= Exercise aim =
If a line in the records below contains the word "building", return that line.
Data extracts Block Start
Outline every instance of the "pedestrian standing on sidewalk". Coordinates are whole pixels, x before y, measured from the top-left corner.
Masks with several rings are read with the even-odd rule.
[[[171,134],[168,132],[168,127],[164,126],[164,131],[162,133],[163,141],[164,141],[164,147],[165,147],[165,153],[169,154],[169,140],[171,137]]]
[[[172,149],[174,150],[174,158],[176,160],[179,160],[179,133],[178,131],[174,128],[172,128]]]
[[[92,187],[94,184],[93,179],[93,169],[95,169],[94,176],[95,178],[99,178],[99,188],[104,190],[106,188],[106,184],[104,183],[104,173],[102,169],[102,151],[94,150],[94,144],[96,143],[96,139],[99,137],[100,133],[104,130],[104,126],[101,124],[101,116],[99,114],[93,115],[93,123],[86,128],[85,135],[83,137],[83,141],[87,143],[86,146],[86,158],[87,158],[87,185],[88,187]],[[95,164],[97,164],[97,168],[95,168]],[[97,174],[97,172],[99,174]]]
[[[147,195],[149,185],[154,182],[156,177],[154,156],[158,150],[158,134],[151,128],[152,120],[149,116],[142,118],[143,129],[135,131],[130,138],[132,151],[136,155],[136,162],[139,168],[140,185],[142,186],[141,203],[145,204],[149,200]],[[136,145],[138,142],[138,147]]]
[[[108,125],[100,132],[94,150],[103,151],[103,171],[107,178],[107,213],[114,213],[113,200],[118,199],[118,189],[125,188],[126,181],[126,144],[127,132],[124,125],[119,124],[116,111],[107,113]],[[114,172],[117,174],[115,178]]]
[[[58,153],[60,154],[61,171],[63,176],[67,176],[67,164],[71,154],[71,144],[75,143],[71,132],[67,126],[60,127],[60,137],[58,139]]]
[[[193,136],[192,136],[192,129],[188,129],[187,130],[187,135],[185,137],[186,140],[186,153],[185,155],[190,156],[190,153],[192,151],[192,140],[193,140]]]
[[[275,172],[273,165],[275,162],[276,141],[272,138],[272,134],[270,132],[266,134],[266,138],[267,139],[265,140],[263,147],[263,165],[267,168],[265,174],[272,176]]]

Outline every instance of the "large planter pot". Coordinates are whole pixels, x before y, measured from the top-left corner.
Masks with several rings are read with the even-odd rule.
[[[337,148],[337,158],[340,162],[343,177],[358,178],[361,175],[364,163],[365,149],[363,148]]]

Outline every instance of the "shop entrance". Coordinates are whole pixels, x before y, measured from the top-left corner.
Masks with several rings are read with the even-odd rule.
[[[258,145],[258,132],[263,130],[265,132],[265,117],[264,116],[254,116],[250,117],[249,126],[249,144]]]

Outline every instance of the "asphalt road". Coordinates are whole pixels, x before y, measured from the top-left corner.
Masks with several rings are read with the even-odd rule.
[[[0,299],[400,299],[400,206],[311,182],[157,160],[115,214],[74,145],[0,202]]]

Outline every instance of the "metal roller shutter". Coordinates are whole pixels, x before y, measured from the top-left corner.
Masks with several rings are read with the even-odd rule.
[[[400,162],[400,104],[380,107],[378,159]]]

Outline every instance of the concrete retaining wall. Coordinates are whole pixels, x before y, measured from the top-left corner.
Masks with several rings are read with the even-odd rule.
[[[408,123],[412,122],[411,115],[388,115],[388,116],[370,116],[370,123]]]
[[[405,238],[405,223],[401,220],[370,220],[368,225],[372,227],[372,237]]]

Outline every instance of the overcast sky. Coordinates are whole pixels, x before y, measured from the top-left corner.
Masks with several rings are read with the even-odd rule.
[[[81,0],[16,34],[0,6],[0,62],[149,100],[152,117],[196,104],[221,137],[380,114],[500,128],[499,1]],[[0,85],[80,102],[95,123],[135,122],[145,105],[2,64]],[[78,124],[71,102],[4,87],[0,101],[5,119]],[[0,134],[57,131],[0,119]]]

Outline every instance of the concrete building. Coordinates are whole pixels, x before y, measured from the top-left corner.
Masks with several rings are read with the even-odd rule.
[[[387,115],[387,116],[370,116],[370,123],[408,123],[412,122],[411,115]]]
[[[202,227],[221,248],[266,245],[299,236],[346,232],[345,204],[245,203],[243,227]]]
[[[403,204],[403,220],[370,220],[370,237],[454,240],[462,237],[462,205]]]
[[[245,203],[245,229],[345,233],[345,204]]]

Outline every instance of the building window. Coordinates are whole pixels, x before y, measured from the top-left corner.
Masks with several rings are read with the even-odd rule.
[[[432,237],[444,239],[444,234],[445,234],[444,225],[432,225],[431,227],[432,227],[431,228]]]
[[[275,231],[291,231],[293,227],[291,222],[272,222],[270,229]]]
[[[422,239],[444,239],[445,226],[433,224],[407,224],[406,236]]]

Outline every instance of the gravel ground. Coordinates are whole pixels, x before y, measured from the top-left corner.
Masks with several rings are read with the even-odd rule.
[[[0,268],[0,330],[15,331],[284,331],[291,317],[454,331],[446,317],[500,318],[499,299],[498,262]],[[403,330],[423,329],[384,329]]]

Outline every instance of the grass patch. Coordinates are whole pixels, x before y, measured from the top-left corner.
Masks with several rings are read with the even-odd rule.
Data extracts Block End
= Exercise response =
Outline every instance of the concrete building. Coordinates are whole pixels, x before y, measured from the top-left corner.
Outline every instance of the building window. Coordinates are whole pixels, x before y, measured from the top-left corner.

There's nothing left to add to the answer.